(Document section)

Horace and Anne Morris

Horace and Anne Morris, seen shortly after their Golden Wedding, 2001

I was born in Cross Street, Dudley, in March 1921.

In 1951, I got married to Anne at the Methodist Church, Wolverhampton Street, Dudley. Anne and I had to go into lodgings, where we stayed until 1955 when we moved to Anne's parents in Albany Crescent, Bilston. In that respect we were no different to thousands of other married couples, because in the early fifties it was virtually impossible to get a council house, and few working class people earned enough to buy their own home.

We stayed there until January 1958 when we were finally allocated a two-bedroom flat on the Carder Crescent Estate, Bilston. We had wanted to live in Bilston because that is where Anne's roots were. But this, unfortunately, was where our troubles began.

The land on which the estate was built had been bought under the Compulsory Purchase Act from Bradley & Foster. That company, who also owned a plant at Darlaston, were manufacturers of steel and cast iron shot used in the shot blasting industry. From the day we moved in we had nothing but trouble from their factory, which still operated on the land next to the houses.

(Recorded data)
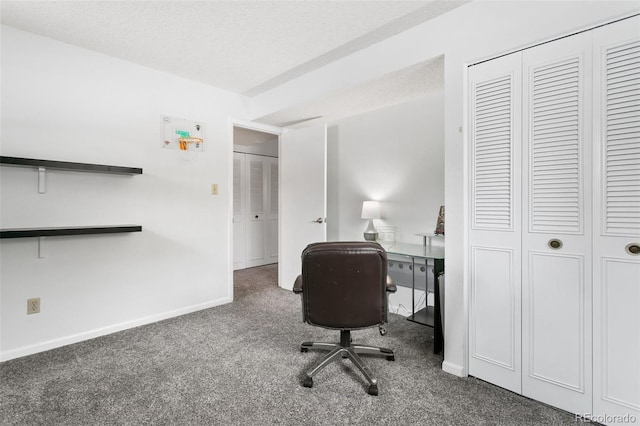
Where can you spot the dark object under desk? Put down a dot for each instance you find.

(Complete the following)
1. In the Horace and Anne Morris account, condense the paragraph beginning "In 1951, I got married" into a short bulleted list that keeps its main facts.
2. Reproduce word for word the stretch of the Horace and Anne Morris account from "I was born in" through "our troubles began.".

(Solutions below)
1.
- Married Anne in 1951 at the Methodist Church, Wolverhampton Street, Dudley.
- Lived in lodgings until 1955, then moved in with Anne's parents in Albany Crescent, Bilston.
- Thousands of other married couples were in the same position: in the early fifties a council house was virtually impossible to get, and few working-class people earned enough to buy a home.

2.
I was born in Cross Street, Dudley, in March 1921.

In 1951, I got married to Anne at the Methodist Church, Wolverhampton Street, Dudley. Anne and I had to go into lodgings, where we stayed until 1955 when we moved to Anne's parents in Albany Crescent, Bilston. In that respect we were no different to thousands of other married couples, because in the early fifties it was virtually impossible to get a council house, and few working class people earned enough to buy their own home.

We stayed there until January 1958 when we were finally allocated a two-bedroom flat on the Carder Crescent Estate, Bilston. We had wanted to live in Bilston because that is where Anne's roots were. But this, unfortunately, was where our troubles began.